[Start of Attachment]

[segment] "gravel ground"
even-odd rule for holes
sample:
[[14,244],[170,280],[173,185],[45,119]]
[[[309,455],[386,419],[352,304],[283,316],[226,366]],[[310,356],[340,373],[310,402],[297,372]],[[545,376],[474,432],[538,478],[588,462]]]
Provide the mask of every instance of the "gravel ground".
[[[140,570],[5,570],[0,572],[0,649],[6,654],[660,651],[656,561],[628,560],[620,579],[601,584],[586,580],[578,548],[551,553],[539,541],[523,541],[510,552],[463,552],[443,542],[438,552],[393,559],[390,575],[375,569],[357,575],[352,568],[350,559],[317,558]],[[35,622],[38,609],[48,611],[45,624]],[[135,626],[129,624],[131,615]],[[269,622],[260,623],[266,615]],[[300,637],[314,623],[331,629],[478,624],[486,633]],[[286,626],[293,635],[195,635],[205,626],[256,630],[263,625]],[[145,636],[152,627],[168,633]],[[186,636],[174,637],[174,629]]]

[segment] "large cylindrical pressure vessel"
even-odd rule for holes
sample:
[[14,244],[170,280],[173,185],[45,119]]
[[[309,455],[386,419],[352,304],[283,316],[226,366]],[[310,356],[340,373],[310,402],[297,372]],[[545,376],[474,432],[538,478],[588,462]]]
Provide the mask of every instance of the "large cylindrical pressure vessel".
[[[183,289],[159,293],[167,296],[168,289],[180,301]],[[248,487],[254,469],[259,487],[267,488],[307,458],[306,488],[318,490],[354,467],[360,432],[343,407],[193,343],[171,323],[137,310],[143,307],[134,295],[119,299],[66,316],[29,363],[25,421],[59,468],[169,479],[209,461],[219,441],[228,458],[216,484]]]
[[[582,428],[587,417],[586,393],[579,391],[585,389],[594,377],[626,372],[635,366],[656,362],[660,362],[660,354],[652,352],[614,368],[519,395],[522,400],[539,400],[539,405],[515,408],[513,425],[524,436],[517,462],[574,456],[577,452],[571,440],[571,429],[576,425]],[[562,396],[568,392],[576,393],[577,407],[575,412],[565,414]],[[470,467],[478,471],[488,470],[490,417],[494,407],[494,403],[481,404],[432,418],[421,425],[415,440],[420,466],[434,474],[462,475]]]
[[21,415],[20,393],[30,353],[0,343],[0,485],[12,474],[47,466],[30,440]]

[End of Attachment]

Work order -
Retype all of the material above. Do not alter a single word.

Result of this exercise -
[segment] "gravel ground"
even-odd rule for holes
sample:
[[14,244],[170,280],[173,185],[45,119]]
[[[309,455],[386,419],[352,304],[283,316],[226,366]],[[310,356],[340,373],[310,402],[297,372]],[[545,376],[474,432],[538,478],[588,462]]]
Provide the mask of every instance of the "gravel ground".
[[[140,570],[5,570],[0,572],[0,649],[6,654],[660,651],[656,561],[628,560],[620,579],[601,584],[586,580],[578,548],[551,553],[539,541],[523,541],[510,552],[463,552],[443,542],[438,552],[393,559],[390,575],[375,569],[357,575],[352,568],[350,559],[317,558]],[[35,622],[38,609],[48,611],[45,624]],[[135,626],[129,624],[131,615]],[[269,622],[260,623],[266,615]],[[300,637],[314,623],[331,629],[478,624],[486,633]],[[286,626],[293,635],[195,635],[205,626],[256,630],[263,625]],[[145,636],[152,627],[168,633]],[[186,636],[174,637],[174,629]]]

[segment] "large cylindrical pressure vessel"
even-odd rule for holes
sample:
[[14,244],[170,280],[173,185],[45,119]]
[[[309,455],[386,419],[352,304],[283,316],[226,366]],[[310,356],[340,373],[310,402],[297,372]],[[545,376],[474,432],[538,478],[588,462]]]
Provide the mask of every instance of the "large cylindrical pressure vessel".
[[[183,289],[159,293],[167,296],[168,289],[180,301]],[[248,487],[254,469],[259,487],[267,488],[307,458],[306,488],[318,490],[354,467],[360,432],[343,407],[193,343],[171,323],[137,310],[143,307],[134,295],[119,299],[66,316],[29,363],[25,421],[59,468],[169,479],[209,461],[219,441],[228,458],[216,484]]]
[[[582,428],[587,417],[586,393],[579,391],[585,389],[594,377],[626,372],[635,366],[656,362],[660,362],[660,354],[652,352],[614,368],[519,395],[522,400],[539,400],[539,405],[515,408],[513,425],[524,436],[517,462],[574,456],[577,452],[571,440],[571,429],[576,425]],[[562,396],[568,392],[576,393],[577,407],[575,412],[565,414]],[[470,467],[478,471],[488,470],[490,417],[494,407],[494,403],[481,404],[432,418],[421,425],[415,440],[420,466],[434,474],[462,475]]]
[[21,415],[20,393],[30,353],[0,343],[0,485],[12,474],[47,466],[30,440]]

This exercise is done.